EXERCISE:
Copy out the entries below with every "bounding box" swapped for "enclosing rectangle" and all other wording left as it is. Leave the pictures out of your copy.

════════

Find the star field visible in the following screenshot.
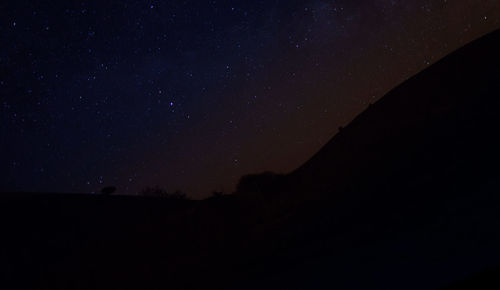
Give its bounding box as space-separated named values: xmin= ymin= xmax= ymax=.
xmin=0 ymin=0 xmax=500 ymax=198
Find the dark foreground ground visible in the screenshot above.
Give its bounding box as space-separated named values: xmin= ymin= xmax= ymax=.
xmin=0 ymin=31 xmax=500 ymax=290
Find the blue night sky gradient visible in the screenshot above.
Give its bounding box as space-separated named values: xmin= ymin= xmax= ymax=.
xmin=0 ymin=0 xmax=500 ymax=198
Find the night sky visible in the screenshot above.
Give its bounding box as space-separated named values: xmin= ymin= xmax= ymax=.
xmin=0 ymin=0 xmax=500 ymax=198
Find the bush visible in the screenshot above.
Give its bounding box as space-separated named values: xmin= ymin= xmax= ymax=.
xmin=139 ymin=186 xmax=188 ymax=200
xmin=236 ymin=172 xmax=284 ymax=193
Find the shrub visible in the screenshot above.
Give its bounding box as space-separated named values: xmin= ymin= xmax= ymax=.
xmin=236 ymin=172 xmax=284 ymax=193
xmin=139 ymin=186 xmax=188 ymax=200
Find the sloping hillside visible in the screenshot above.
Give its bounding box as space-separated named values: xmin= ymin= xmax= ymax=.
xmin=0 ymin=27 xmax=500 ymax=290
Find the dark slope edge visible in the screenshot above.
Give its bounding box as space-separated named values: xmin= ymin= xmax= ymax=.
xmin=0 ymin=27 xmax=500 ymax=289
xmin=231 ymin=31 xmax=500 ymax=289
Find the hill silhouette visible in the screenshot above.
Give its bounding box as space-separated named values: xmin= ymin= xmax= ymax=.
xmin=0 ymin=27 xmax=500 ymax=289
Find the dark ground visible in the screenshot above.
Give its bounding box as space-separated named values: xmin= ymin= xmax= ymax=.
xmin=0 ymin=31 xmax=500 ymax=290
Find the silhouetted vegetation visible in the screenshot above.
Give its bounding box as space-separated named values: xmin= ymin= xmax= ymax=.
xmin=101 ymin=186 xmax=116 ymax=195
xmin=236 ymin=171 xmax=284 ymax=193
xmin=212 ymin=190 xmax=224 ymax=197
xmin=139 ymin=186 xmax=189 ymax=200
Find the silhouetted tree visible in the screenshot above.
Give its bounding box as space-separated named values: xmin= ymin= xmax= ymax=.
xmin=101 ymin=186 xmax=116 ymax=195
xmin=139 ymin=186 xmax=188 ymax=200
xmin=212 ymin=190 xmax=224 ymax=197
xmin=236 ymin=172 xmax=284 ymax=193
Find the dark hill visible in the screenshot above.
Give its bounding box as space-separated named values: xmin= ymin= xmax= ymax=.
xmin=0 ymin=31 xmax=500 ymax=290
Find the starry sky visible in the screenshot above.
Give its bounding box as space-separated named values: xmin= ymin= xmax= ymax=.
xmin=0 ymin=0 xmax=500 ymax=198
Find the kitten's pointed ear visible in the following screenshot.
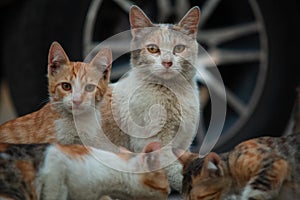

════════

ANSWER FOR THE TASK:
Find the star field visible in the following screenshot.
Give its enclosing rectangle as space-separated named values: xmin= ymin= xmax= ymax=.
xmin=0 ymin=0 xmax=500 ymax=198
Find the dark foreground ground visible in the screenshot above.
Give its enclosing rectangle as space-separated named values: xmin= ymin= xmax= ymax=.
xmin=0 ymin=31 xmax=500 ymax=290
Find the blue night sky gradient visible in the screenshot above.
Give its enclosing rectangle as space-separated named values: xmin= ymin= xmax= ymax=.
xmin=0 ymin=0 xmax=500 ymax=198
Find the night sky visible in the screenshot above.
Give its enclosing rectangle as space-separated named values: xmin= ymin= xmax= ymax=.
xmin=0 ymin=0 xmax=500 ymax=198
Find the bush visible in the screenshot above.
Give its enclosing rectangle as space-separated named values: xmin= ymin= xmax= ymax=.
xmin=139 ymin=186 xmax=188 ymax=200
xmin=236 ymin=172 xmax=284 ymax=193
Find the shrub visible in the screenshot above.
Give its enclosing rectangle as space-separated named values: xmin= ymin= xmax= ymax=.
xmin=236 ymin=172 xmax=284 ymax=193
xmin=139 ymin=186 xmax=188 ymax=200
Find the sloping hillside visible in the screenshot above.
Give its enclosing rectangle as space-separated named values: xmin= ymin= xmax= ymax=.
xmin=0 ymin=27 xmax=500 ymax=290
Find the dark slope edge visible in the screenshot above.
Give its enclosing rectangle as space-separated named values: xmin= ymin= xmax= ymax=.
xmin=0 ymin=27 xmax=500 ymax=289
xmin=231 ymin=31 xmax=500 ymax=289
Find the hill silhouette visible in the screenshot above.
Give its enclosing rectangle as space-separated named values: xmin= ymin= xmax= ymax=.
xmin=0 ymin=27 xmax=500 ymax=289
Find the dark ground visible in the screenshot above.
Give its enclosing rectangle as space-separated named values: xmin= ymin= xmax= ymax=.
xmin=0 ymin=31 xmax=500 ymax=290
Find the silhouetted vegetation visible in the screenshot above.
Give its enclosing rectangle as space-separated named values: xmin= ymin= xmax= ymax=.
xmin=101 ymin=186 xmax=116 ymax=195
xmin=236 ymin=171 xmax=284 ymax=193
xmin=212 ymin=190 xmax=224 ymax=197
xmin=139 ymin=186 xmax=189 ymax=200
Find the silhouetted tree visible in the screenshot above.
Give its enclosing rectangle as space-separated named values: xmin= ymin= xmax= ymax=.
xmin=101 ymin=186 xmax=116 ymax=195
xmin=139 ymin=186 xmax=188 ymax=200
xmin=212 ymin=190 xmax=224 ymax=197
xmin=236 ymin=172 xmax=284 ymax=193
Find the dark hill visible in the screenshot above.
Give its enclosing rectangle as space-separated named values: xmin= ymin= xmax= ymax=.
xmin=0 ymin=31 xmax=500 ymax=290
Find the starry sky visible in the screenshot above.
Give its enclosing rectangle as space-separated named values: xmin= ymin= xmax= ymax=.
xmin=0 ymin=0 xmax=500 ymax=198
Find the kitten's pointed ear visible in the following screenshot.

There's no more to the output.